→ **Extract**
▶
Rise of the Marketer
A friend and fellow SMPS Southeast Louisiana member, Nicole Marshall, wrote a blog on the SMPS SeLA website entitled “Understanding Your Value to Your Firm”. She discusses the need for professional service firms to appreciate and value the resources they have on hand with their marketing & business development teams. Nicole is dead on with her viewpoint in the A/E/C (Architect/Engineering/Construction) industry [and most B-2-B industries], and she cites some great examples, including the lack of education in school for professional services marketing and her experience at the AIA conference. Nicole’s blog got me fired up, and I replied with a comment about a common trend that I see developing, The Rise of the Marketer.
First off, let me explain that I am not an internal marketer, but that I work with many internal marketers and business developers that are clients, fellow association members like SMPS, and friends. I am a graphic designer and web developer by education, a marketer through experience & my certifications, and a business developer taught by trial and error over the past decade.
◀
→ **Point localization data**
▶
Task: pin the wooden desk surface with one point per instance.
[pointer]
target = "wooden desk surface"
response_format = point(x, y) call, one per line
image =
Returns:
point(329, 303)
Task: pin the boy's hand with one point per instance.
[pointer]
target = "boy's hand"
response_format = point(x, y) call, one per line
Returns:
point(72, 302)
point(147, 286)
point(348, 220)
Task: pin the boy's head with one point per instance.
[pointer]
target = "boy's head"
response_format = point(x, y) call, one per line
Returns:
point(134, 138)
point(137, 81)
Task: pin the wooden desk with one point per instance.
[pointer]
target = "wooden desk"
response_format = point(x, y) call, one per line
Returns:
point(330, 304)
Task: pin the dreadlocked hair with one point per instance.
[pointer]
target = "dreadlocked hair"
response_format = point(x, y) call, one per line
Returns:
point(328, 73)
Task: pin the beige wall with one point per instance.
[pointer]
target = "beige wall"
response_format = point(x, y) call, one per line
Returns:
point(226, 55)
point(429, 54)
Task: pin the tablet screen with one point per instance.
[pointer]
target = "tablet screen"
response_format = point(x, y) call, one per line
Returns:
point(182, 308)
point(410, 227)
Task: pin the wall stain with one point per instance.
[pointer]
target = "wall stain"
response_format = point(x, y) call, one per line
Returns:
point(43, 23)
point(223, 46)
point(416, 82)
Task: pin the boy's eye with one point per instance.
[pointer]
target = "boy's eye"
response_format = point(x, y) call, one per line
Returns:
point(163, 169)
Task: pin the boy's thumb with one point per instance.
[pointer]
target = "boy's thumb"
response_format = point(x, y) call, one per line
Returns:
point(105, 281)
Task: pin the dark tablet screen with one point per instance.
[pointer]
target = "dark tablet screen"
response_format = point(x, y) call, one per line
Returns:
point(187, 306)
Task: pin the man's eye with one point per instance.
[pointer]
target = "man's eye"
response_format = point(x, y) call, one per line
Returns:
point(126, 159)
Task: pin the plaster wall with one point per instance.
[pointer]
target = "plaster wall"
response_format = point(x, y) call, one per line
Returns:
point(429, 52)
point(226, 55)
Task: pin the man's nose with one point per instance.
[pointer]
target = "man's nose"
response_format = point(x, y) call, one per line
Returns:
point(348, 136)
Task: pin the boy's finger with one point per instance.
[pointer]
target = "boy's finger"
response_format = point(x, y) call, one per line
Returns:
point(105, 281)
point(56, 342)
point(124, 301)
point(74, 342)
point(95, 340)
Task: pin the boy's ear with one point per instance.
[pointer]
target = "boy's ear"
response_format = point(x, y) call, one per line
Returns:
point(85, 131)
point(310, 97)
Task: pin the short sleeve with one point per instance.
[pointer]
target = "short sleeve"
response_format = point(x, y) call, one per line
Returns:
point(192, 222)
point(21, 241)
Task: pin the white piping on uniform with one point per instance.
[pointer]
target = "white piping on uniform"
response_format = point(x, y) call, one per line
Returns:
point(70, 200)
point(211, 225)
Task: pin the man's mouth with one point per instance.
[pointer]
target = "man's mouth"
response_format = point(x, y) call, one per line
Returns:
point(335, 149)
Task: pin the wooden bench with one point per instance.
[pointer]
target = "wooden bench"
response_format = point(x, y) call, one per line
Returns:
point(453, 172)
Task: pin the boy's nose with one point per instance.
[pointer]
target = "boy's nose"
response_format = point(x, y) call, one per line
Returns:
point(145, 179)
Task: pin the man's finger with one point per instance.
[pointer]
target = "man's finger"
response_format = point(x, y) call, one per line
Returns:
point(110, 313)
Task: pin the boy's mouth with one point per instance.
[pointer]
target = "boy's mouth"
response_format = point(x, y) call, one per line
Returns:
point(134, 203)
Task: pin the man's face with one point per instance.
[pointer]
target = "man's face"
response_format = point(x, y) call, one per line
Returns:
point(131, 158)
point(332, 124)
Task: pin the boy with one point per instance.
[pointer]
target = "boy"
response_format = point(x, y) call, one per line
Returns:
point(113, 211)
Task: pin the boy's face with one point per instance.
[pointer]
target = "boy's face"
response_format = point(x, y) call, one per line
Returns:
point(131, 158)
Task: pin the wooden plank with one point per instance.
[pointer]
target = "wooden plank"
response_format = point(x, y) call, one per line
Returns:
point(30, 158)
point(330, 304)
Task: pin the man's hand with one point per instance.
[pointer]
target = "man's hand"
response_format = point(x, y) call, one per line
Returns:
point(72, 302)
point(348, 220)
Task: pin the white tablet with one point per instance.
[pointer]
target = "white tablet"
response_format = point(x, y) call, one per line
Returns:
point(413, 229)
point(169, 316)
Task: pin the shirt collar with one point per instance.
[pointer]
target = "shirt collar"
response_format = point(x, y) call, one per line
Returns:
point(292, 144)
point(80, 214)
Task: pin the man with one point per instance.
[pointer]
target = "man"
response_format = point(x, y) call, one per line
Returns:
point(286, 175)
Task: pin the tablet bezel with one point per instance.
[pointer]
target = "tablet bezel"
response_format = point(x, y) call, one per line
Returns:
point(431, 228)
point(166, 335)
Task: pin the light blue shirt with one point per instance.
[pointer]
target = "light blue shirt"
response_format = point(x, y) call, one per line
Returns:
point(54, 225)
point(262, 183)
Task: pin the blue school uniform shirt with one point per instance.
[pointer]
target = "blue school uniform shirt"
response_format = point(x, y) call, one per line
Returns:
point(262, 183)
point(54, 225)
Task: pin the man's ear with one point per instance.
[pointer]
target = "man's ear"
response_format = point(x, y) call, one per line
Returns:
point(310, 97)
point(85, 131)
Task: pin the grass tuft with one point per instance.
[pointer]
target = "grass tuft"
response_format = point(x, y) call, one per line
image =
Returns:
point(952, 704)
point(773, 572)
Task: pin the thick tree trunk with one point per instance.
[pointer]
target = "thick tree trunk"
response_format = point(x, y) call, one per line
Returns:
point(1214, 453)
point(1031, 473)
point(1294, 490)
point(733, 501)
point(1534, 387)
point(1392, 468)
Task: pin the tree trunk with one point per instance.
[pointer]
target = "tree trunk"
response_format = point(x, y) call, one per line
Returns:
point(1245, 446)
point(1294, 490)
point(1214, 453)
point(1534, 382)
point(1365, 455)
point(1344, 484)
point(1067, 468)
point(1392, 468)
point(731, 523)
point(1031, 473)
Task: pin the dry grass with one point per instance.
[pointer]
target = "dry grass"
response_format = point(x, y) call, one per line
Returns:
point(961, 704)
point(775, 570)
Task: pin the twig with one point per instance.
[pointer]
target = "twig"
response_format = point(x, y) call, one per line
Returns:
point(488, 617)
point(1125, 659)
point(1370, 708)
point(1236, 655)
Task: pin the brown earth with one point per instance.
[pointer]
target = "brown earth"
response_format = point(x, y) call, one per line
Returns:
◀
→ **Tasks to complete**
A: In the blog post on the rise of the marketer, what title did Nicole Marshall give her blog on the SMPS SeLA website?
B: Update the blog post's stretch from "First off, let" through "the past decade.", changing "trial and error" to "hands-on practice".
C: Write what comes next in the blog post on the rise of the marketer, starting after its last sentence.
The entries after the blog post are separate material.

→ **Task-by-task answers**
A: "Understanding Your Value to Your Firm"

B:
First off, let me explain that I am not an internal marketer, but that I work with many internal marketers and business developers that are clients, fellow association members like SMPS, and friends. I am a graphic designer and web developer by education, a marketer through experience & my certifications, and a business developer taught by hands-on practice over the past decade.

C:
I see that we are on the verge of a powerful momentum shift for marketers, one that has been steadily building over the course of decades. Nicole is correct in her assessment that some of the challenges that marketers at professional services firms face stem from the ban on such activities until 1978 because they were deemed as unprofessional and illegal. A lot has changed in 35 years, especially in the past 5 years with the advent of social media, the world’s recession, and the understanding of brand marketing for B-to-B companies.
The acronym “CMO” for Chief Marketing Officer is a new term for many, and it is growing by leaps and bounds thanks to the efforts of strong, influential marketers and organizations like SMPS that are championing this shift. For the first time in many companies’ history, the director of marketing is invited to the executive team and strategic meetings for more than merely taking notes or making a presentation. Instead, this director is invited to participate as an equal. This chief marketing officer sits next to the chief executive officer, financial officer, and operating officer as a peer, and in certain situations, as a superior.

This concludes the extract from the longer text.